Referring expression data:
━━━━━━━━━━━━━━━━━━━━

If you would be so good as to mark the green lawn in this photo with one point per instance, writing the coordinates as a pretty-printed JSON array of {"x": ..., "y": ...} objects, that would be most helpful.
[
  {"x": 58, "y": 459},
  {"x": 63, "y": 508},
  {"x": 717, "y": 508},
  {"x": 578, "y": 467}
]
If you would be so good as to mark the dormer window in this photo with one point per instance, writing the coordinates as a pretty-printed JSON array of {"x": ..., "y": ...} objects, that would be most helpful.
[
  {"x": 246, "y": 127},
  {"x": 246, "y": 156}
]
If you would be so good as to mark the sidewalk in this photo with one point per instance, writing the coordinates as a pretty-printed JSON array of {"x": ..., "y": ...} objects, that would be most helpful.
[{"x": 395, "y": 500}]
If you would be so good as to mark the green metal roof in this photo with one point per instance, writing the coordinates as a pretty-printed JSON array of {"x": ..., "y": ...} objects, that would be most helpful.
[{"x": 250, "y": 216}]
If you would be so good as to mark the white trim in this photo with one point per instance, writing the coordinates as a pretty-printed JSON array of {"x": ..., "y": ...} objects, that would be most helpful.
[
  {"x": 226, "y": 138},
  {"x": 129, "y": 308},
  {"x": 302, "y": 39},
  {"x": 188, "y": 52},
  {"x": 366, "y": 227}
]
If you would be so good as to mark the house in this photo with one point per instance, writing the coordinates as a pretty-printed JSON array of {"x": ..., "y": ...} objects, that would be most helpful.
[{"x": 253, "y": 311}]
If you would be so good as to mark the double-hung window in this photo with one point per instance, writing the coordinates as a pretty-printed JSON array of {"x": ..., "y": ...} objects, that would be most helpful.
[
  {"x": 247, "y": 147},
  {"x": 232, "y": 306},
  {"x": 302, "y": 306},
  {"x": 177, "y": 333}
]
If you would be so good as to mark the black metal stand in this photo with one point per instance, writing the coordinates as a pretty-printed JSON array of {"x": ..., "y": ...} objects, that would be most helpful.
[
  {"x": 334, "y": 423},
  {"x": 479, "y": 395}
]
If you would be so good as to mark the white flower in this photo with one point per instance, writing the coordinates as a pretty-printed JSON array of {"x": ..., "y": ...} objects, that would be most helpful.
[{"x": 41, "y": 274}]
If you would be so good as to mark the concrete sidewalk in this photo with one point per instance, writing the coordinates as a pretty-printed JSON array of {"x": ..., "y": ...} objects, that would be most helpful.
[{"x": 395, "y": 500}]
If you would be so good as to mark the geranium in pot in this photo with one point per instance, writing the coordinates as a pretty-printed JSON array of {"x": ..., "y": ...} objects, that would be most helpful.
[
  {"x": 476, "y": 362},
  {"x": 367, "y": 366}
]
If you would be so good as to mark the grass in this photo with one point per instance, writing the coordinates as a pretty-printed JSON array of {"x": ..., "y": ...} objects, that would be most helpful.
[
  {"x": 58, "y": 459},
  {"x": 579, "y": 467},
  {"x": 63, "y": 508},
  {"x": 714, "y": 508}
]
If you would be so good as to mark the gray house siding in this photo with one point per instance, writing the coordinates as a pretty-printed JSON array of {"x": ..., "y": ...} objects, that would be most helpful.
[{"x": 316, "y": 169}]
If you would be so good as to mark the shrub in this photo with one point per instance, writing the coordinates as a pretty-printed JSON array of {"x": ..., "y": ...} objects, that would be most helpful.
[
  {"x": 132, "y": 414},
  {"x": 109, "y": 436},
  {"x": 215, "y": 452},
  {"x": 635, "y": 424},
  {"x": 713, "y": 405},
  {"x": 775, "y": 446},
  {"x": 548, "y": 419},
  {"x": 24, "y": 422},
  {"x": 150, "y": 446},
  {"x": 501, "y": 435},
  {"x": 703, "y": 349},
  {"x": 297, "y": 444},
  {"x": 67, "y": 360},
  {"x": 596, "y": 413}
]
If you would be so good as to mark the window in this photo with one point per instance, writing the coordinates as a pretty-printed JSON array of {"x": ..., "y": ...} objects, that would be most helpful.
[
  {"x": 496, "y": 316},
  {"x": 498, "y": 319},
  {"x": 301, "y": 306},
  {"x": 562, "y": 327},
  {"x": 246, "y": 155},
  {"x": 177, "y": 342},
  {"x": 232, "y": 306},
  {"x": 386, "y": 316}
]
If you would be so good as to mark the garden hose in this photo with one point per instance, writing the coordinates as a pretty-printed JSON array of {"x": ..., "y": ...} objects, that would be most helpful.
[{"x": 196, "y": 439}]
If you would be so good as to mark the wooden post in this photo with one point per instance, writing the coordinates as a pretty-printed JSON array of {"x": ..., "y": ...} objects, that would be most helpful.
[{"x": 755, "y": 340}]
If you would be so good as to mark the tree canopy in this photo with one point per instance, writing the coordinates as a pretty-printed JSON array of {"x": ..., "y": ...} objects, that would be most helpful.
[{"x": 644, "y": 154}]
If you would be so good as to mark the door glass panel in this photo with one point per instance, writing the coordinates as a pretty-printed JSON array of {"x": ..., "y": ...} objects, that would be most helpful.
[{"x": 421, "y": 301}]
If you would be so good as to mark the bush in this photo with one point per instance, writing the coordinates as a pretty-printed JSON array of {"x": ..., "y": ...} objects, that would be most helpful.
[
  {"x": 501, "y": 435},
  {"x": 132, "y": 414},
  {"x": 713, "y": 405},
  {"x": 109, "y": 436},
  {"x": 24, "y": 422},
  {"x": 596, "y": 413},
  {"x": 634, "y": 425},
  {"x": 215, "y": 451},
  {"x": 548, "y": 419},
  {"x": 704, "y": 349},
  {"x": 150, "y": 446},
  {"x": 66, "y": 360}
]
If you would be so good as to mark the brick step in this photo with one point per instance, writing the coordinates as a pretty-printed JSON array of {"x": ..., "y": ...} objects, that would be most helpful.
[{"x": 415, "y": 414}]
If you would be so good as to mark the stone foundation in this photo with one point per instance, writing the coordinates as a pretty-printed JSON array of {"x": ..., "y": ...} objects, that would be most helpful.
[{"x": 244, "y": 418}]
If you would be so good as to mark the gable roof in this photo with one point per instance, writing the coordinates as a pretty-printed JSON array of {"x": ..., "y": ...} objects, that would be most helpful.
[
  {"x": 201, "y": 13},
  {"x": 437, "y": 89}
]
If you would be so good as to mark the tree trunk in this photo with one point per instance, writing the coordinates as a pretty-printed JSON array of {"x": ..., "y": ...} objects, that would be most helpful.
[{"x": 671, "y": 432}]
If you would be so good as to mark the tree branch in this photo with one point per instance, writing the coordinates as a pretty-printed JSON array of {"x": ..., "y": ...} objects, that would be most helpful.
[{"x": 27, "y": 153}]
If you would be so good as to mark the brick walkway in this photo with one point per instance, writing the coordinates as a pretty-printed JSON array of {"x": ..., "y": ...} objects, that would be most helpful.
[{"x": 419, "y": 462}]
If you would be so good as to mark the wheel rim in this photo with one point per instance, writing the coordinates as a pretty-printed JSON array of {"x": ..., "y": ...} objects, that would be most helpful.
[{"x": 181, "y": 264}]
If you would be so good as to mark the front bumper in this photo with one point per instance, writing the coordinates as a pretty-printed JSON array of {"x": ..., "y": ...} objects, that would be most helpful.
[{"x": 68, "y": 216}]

━━━━━━━━━━━━━━━━━━━━

## What to produce
Retype all of the entries shown above, exactly.

## Result of this task
If you would be so good as to mark the green lawn in this photo with one point per instance, writing the coordinates as a pretty-printed JSON array of {"x": ..., "y": ...} objects, that would be most helpful.
[
  {"x": 58, "y": 459},
  {"x": 63, "y": 508},
  {"x": 717, "y": 508},
  {"x": 578, "y": 467}
]
If you would be so good as to mark the dormer window in this photo with one point per instance, writing the coordinates as a pretty-printed JSON array of {"x": ..., "y": ...} objects, that would be most helpful.
[
  {"x": 246, "y": 127},
  {"x": 246, "y": 156}
]
If you would be so good as to mark the sidewalk in this photo with one point per instance, writing the coordinates as a pretty-printed JSON array of {"x": ..., "y": ...} objects, that would be most helpful.
[{"x": 395, "y": 500}]
If you would be so good as to mark the green metal roof in this photo with one point per instance, writing the coordinates as a pretty-printed JSON array of {"x": ..., "y": ...} objects, that would be most helpful.
[{"x": 250, "y": 216}]
If you would be so good as to mark the white trim in this photo with one point per instance, writing the coordinates as a pretty-printed JSON array of {"x": ..., "y": ...} objects, that would be most helpful.
[
  {"x": 226, "y": 138},
  {"x": 129, "y": 308},
  {"x": 302, "y": 39},
  {"x": 188, "y": 52},
  {"x": 366, "y": 227}
]
If you would be so good as to mark the house in this photo with one point per instance, writing the coordinates as a pretty-printed JSON array of {"x": ..., "y": ...} objects, that would be most helpful.
[{"x": 253, "y": 311}]
If you would be so good as to mark the double-hung window in this photo with one point per instance, writing the coordinates as a pretty-printed JSON array of {"x": ..., "y": ...} objects, that would be most helpful.
[
  {"x": 247, "y": 147},
  {"x": 232, "y": 306},
  {"x": 302, "y": 306},
  {"x": 177, "y": 333}
]
If you would be so good as to mark the black metal stand in this photo with one point per instance, writing the coordinates as a pretty-printed JSON array of {"x": ..., "y": ...} objects, that would be most helpful.
[
  {"x": 334, "y": 423},
  {"x": 479, "y": 395}
]
If you would be so good as to mark the white flower in this photo with one point per instance, writing the coordinates as a pretty-printed JSON array of {"x": ..., "y": ...} objects, that would be most helpful.
[{"x": 41, "y": 274}]
If you would be so good as to mark the concrete sidewalk in this photo with one point per instance, writing the coordinates as a pretty-printed JSON array of {"x": ..., "y": ...} objects, that would be most helpful.
[{"x": 395, "y": 500}]
If you would be so good as to mark the geranium in pot in this photo with one point per instance, writing the coordinates as a pretty-printed JSON array of {"x": ..., "y": ...} objects, that would be most helpful.
[
  {"x": 476, "y": 362},
  {"x": 367, "y": 366}
]
If you would be so good as to mark the grass in this photo with one point per instance, writing the coordinates as a pretty-printed JSON array of {"x": ..., "y": ...} objects, that would be most helpful.
[
  {"x": 58, "y": 459},
  {"x": 579, "y": 467},
  {"x": 63, "y": 508},
  {"x": 714, "y": 508}
]
If you would be so good as to mark the gray house siding in this photo with one point per instance, writing the coordinates as a pretty-printed JSON array of {"x": ..., "y": ...} objects, that would be most helpful.
[{"x": 316, "y": 169}]
If you would be so good as to mark the shrub in this photo with one point per instance, writing the coordinates as a pretty-printed JSON array of {"x": ..., "y": ...} objects, that would be most helpful.
[
  {"x": 132, "y": 414},
  {"x": 109, "y": 436},
  {"x": 215, "y": 452},
  {"x": 635, "y": 424},
  {"x": 713, "y": 405},
  {"x": 775, "y": 446},
  {"x": 548, "y": 419},
  {"x": 24, "y": 422},
  {"x": 150, "y": 446},
  {"x": 501, "y": 435},
  {"x": 703, "y": 349},
  {"x": 297, "y": 444},
  {"x": 67, "y": 360},
  {"x": 596, "y": 413}
]
If you would be so good as to mark the window in this photo with one point per instance, writing the coordinates as a pretty-printed JSON array of {"x": ..., "y": ...} objects, that would be most helpful.
[
  {"x": 496, "y": 316},
  {"x": 498, "y": 319},
  {"x": 301, "y": 306},
  {"x": 562, "y": 327},
  {"x": 246, "y": 155},
  {"x": 177, "y": 342},
  {"x": 232, "y": 306},
  {"x": 386, "y": 316}
]
If you would be so good as to mark the garden hose in this photo with one point per instance, writing the coordinates as a pretty-printed JSON array of {"x": ..., "y": ...} objects, that would be most helpful.
[{"x": 196, "y": 439}]
If you would be so good as to mark the wooden post in this photo with one point per instance, writing the coordinates as a pretty-printed JSON array of {"x": ..., "y": ...} objects, that would be most helpful.
[{"x": 755, "y": 340}]
If you would be so good as to mark the tree canopy in this photo with one point per instance, writing the coordinates as a pretty-printed JSON array of {"x": ..., "y": ...} objects, that would be most helpful.
[{"x": 644, "y": 154}]
If you would be so good as to mark the door glass panel in this photo with one point per instance, writing the coordinates as a pretty-printed JSON array of {"x": ..., "y": ...} objects, that would be most helpful.
[{"x": 421, "y": 301}]
If you would be so good as to mark the bush in this photo with one point per instance, writing the coordinates as a pretty-printed JSON array of {"x": ..., "y": ...} objects, that would be most helpful.
[
  {"x": 501, "y": 435},
  {"x": 132, "y": 414},
  {"x": 713, "y": 405},
  {"x": 109, "y": 436},
  {"x": 24, "y": 422},
  {"x": 596, "y": 413},
  {"x": 634, "y": 425},
  {"x": 215, "y": 451},
  {"x": 548, "y": 419},
  {"x": 704, "y": 349},
  {"x": 150, "y": 446},
  {"x": 66, "y": 360}
]
If you would be so good as to mark the brick step in this photo with one point per instance, writing the coordinates as a pretty-printed JSON array of {"x": ..., "y": ...} objects, that would be most helpful.
[{"x": 415, "y": 414}]
If you would be so good as to mark the stone foundation in this photo with one point per instance, writing the coordinates as a pretty-printed JSON array of {"x": ..., "y": ...} objects, that would be most helpful.
[{"x": 244, "y": 418}]
If you would be so good as to mark the gable roof in this photo with one point per instance, writing the coordinates as a pretty-printed JSON array of {"x": ..., "y": ...} objects, that would be most helpful.
[
  {"x": 201, "y": 13},
  {"x": 437, "y": 89}
]
If you would be so good as to mark the tree trunk in this photo with one point per instance, writing the coordinates as a pretty-printed JSON array of {"x": ..., "y": ...} objects, that would be most helpful.
[{"x": 671, "y": 432}]
If you would be so good as to mark the tree branch in this photo with one point per instance, writing the coordinates as a pretty-printed JSON array of {"x": ..., "y": ...} objects, that would be most helpful.
[{"x": 27, "y": 153}]
If you would be so good as to mark the brick walkway in this photo with one point per instance, writing the coordinates as a pretty-printed JSON array of {"x": ..., "y": ...} objects, that would be most helpful.
[{"x": 419, "y": 462}]
If you would be so good as to mark the wheel rim in this photo with one point per instance, writing the coordinates as a pretty-printed JSON array of {"x": ..., "y": ...} objects, that would be most helpful.
[{"x": 181, "y": 264}]
If you would be so good as to mark the front bumper in this photo with one point per instance, writing the coordinates as a pretty-printed JSON array of {"x": ..., "y": ...} objects, that would be most helpful.
[{"x": 68, "y": 216}]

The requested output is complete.